[Begin Page excerpt]

We married in Canada because we love each other so much that the idea of having our marriage VOTED away from us would have been a hurt far too hard to bear.
When the window for marriage was available in California before the passage of prop. 8 we wanted to feel the freedom here in our home, the U.S.A....we were told that since we were already married in Canada that we were already considered married in California and, hence could NOT marry again, even to the same person. We were fine with that, since California is still a place where we seriously consider retiring to.
Prop 8 passed and it took a legislative act signed by the governor to "grandfather" our Canadien marriage in California.
The bottom line is this: We are MARRIED, not Civil Unioned, and only Domestic Partnered in our home state of Nevada because of a sickening ban on marriage. Yes, we groveled to the state legislators here, to overturn the veto on DP here, a veto by a governor who is an adulterer and an abuser of women. We need whatever legal protections they will so kindly bestow upon us. Generous, huh?

[End Page excerpt]
[Begin Data provided]

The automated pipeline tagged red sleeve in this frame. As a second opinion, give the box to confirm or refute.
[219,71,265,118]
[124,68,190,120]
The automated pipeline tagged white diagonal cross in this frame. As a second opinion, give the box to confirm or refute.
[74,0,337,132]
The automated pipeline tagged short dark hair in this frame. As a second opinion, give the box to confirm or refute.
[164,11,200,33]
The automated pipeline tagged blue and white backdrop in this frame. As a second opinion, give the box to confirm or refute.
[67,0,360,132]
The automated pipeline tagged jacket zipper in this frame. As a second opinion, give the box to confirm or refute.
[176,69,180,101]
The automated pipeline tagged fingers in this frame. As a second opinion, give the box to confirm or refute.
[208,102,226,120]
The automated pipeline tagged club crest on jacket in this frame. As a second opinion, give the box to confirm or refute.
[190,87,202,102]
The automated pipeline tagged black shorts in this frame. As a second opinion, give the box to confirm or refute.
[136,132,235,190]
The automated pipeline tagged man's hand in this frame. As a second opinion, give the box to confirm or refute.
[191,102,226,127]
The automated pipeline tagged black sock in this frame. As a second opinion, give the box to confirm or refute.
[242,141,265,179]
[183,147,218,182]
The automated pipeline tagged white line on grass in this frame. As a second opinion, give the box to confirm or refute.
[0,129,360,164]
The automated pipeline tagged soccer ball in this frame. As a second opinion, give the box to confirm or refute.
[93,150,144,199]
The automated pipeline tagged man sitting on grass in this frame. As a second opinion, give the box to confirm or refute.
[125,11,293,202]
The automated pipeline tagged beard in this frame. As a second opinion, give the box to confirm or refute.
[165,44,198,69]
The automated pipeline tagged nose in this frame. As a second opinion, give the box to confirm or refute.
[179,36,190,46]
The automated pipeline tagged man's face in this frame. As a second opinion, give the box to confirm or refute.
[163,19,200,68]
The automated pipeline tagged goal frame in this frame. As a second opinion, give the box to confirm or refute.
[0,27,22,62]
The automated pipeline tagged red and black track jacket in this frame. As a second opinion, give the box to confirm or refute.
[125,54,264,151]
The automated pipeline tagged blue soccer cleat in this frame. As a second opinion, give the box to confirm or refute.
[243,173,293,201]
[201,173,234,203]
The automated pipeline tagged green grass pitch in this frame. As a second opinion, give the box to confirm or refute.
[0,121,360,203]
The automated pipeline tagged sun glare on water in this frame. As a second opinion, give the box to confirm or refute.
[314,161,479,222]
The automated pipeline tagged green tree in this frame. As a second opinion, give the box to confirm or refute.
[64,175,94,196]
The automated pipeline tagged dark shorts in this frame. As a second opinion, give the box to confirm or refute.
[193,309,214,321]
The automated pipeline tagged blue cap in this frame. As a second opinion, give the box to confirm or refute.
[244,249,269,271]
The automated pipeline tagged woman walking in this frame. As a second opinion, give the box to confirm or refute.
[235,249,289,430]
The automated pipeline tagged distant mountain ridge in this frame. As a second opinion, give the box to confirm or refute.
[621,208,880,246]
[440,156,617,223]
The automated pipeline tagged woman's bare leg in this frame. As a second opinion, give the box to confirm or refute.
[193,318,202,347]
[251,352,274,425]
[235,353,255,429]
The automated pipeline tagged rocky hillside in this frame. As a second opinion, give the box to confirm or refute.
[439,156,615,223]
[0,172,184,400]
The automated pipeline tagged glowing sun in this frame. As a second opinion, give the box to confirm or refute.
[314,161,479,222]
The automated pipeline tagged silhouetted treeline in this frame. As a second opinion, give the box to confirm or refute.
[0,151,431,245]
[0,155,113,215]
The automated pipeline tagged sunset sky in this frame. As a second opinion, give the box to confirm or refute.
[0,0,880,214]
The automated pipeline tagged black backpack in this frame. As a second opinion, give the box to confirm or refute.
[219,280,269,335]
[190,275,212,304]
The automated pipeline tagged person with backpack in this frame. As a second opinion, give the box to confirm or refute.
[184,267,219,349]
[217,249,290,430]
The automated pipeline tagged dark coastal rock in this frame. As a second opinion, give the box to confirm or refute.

[End Data provided]

→ Actions to take
**a.** In the account of marriage and Prop 8, what made the couple's Canadian marriage recognized in California after Prop 8 passed?
**b.** Continue the personal account of marriage and Prop 8 from where it stops.

→ Per-task answers
**a.** A legislative act signed by the governor.

**b.**
So we left our country to marry...our marrigage will NEVER be ripped away from us by a cruel and ignorant electorate.
Stuart & Robert Wyman-Cahall
Las Vegas, NV 89142

I think it comes down to being a form of civil disobedience, since they can't do something one place then they will go to where they can do it, and thumb their noses at the people not letting them get married.

I would imagine that for many people, government recognition of civil marriage carries with it significant cultural and symbolic meaning.

For example, a whole host of people in San Francisco lined up to get married when it briefly became legal in 2004, even though civil partnerships were legal in California, and even though there were plenty of options available for a non-legal marriage ceremony in San Francisco.